## JOB
Each entry below is to be transcribed exactly.

[Items from a data source]
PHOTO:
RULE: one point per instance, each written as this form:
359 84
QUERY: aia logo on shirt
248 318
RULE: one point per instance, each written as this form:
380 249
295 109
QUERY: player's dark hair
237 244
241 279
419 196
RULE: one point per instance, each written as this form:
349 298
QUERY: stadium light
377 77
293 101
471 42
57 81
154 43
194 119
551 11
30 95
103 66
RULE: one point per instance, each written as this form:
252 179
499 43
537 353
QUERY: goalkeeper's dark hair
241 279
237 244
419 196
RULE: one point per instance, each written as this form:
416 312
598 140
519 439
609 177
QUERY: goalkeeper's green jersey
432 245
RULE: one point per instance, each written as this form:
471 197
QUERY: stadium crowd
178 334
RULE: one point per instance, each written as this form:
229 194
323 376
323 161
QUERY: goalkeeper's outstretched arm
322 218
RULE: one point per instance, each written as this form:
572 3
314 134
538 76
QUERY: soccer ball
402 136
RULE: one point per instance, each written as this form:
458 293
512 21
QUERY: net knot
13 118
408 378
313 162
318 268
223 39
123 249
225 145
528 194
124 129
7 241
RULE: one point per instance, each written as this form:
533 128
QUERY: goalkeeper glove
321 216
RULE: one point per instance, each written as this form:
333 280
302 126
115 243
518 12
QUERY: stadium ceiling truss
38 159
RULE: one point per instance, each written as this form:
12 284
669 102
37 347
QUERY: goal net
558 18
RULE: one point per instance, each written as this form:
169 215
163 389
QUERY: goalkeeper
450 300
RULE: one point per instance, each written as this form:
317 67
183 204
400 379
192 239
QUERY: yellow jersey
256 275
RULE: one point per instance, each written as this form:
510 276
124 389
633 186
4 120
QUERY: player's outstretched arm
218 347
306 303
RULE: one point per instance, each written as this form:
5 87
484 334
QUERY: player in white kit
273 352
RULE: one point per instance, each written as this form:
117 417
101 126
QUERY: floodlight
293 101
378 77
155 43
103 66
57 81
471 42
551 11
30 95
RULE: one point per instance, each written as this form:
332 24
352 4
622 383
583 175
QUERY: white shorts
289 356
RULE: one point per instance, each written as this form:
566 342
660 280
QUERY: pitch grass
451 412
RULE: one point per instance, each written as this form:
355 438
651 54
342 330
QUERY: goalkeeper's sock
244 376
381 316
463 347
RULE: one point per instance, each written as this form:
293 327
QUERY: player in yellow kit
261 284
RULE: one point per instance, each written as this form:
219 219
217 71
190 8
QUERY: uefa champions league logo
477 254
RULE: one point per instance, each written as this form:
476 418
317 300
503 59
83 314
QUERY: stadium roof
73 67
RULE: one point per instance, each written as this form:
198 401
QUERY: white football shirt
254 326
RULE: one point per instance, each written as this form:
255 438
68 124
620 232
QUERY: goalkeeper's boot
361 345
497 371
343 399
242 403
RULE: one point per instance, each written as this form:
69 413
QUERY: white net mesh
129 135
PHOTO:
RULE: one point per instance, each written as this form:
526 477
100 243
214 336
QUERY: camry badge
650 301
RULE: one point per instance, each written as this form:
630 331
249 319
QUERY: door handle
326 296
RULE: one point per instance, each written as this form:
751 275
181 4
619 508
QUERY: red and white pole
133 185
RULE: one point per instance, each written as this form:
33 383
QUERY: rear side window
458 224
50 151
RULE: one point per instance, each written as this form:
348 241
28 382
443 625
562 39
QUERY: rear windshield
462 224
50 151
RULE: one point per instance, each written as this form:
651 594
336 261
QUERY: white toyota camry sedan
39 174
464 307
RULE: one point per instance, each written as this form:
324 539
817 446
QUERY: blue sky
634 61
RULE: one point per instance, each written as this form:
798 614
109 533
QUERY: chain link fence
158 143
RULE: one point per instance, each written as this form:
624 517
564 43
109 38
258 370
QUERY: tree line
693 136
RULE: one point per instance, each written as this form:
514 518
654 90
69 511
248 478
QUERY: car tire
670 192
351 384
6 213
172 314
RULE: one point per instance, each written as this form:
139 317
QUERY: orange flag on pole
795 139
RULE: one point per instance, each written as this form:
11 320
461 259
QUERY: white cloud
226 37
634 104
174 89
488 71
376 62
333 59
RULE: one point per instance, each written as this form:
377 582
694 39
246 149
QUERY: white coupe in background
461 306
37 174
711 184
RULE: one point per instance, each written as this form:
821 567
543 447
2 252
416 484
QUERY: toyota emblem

## SOLUTION
PHOTO:
RULE: one point per instance, each written as this form:
359 84
QUERY: aia logo on shirt
248 318
RULE: one point per instance, each written as this form:
380 249
295 109
QUERY: player's dark hair
237 244
241 279
419 196
RULE: one point per instance, each written as this form:
349 298
QUERY: stadium light
377 77
293 101
471 42
57 81
154 43
194 119
551 11
30 95
103 66
RULE: one point per instance, each written as this form:
252 179
499 43
537 353
QUERY: goalkeeper's dark hair
241 279
237 244
419 196
RULE: one point per instance, each written as this form:
416 312
598 140
519 439
609 177
QUERY: goalkeeper's green jersey
432 245
RULE: one point per instance, each written as this form:
471 197
QUERY: stadium crowd
178 334
RULE: one point per instance, each written as this form:
229 194
323 376
323 161
QUERY: goalkeeper's outstretched arm
322 218
RULE: one point per instance, each written as this form:
572 3
314 134
538 76
QUERY: soccer ball
402 136
RULE: one point per instance, each written as this form:
458 293
512 21
QUERY: net knot
13 118
408 378
313 162
318 268
223 39
123 249
225 145
528 194
124 129
7 241
RULE: one point per instance, each written as this form:
533 128
QUERY: goalkeeper glove
321 216
RULE: one point per instance, each written as this form:
333 280
302 126
115 243
518 12
QUERY: stadium ceiling truss
38 159
RULE: one point per instance, each written as this form:
12 284
669 102
37 347
QUERY: goal net
558 18
RULE: one point per instance, each written as this form:
169 215
163 389
QUERY: goalkeeper
450 300
RULE: one point per instance, each written as this form:
317 67
183 204
400 379
192 239
QUERY: yellow jersey
256 275
RULE: one point per instance, each written as this form:
510 276
124 389
633 186
4 120
QUERY: player's outstretched arm
218 347
306 303
RULE: one point per instance, each written as this form:
5 87
484 334
QUERY: player in white kit
273 352
RULE: one point per instance, each written as this form:
117 417
101 126
QUERY: floodlight
293 101
378 77
155 43
103 66
57 81
471 42
551 11
30 95
RULE: one point per instance, each written as this form:
332 24
352 4
622 383
583 175
QUERY: white shorts
289 356
RULE: one point per instance, each written as this form:
566 342
660 280
QUERY: pitch grass
451 412
RULE: one point per instance, each written as this form:
355 438
651 54
342 330
QUERY: goalkeeper's sock
244 376
381 316
463 347
RULE: one point per instance, each written as this form:
293 327
QUERY: player in yellow kit
261 284
RULE: one point per instance, each written as this form:
219 219
217 71
190 8
QUERY: uefa champions league logo
477 254
RULE: one point per instance, each written as this form:
476 418
317 300
503 59
83 314
QUERY: stadium roof
73 67
RULE: one point per instance, each written as this form:
198 401
QUERY: white football shirt
254 326
RULE: one point per instance, each written as this form:
255 438
68 124
620 232
QUERY: goalkeeper's boot
361 345
497 371
343 399
242 403
RULE: one point per instance, each written as this form:
69 413
QUERY: white net mesh
129 135
PHOTO:
RULE: one point per instance, each written as this form:
526 477
100 243
214 336
QUERY: camry badge
650 301
RULE: one point per instance, each written as this form:
630 331
249 319
QUERY: door handle
326 296
RULE: one point per instance, each written as this form:
751 275
181 4
619 508
QUERY: red and white pole
133 185
RULE: one point per instance, each written as this form:
33 383
QUERY: rear side window
458 224
50 151
RULE: one point per instance, each written as this form:
348 241
28 382
443 625
562 39
QUERY: rear windshield
462 224
50 151
RULE: one point per instance, each written as this form:
651 594
336 261
QUERY: white toyota camry sedan
39 174
464 307
RULE: one point per instance, each written as this form:
324 539
817 446
QUERY: blue sky
634 61
RULE: one point per instance, each written as this form:
798 614
109 533
QUERY: chain link fence
158 143
RULE: one point per instance, each written as this form:
624 517
564 43
109 38
258 370
QUERY: tree line
693 136
RULE: one point per instance, each written as this form:
514 518
654 90
69 511
248 478
QUERY: car tire
670 192
351 384
6 213
172 314
RULE: one point per instance, each written as this form:
139 317
QUERY: orange flag on pole
795 139
RULE: one point per instance, each written as this form:
11 320
461 259
QUERY: white cloud
226 37
634 104
174 89
488 71
376 62
333 59
RULE: one point per instance, each written as this form:
377 582
694 39
246 149
QUERY: white coupe in background
461 306
37 174
711 184
RULE: one point per instance, each written as this form:
821 567
543 447
2 252
416 484
QUERY: toyota emblem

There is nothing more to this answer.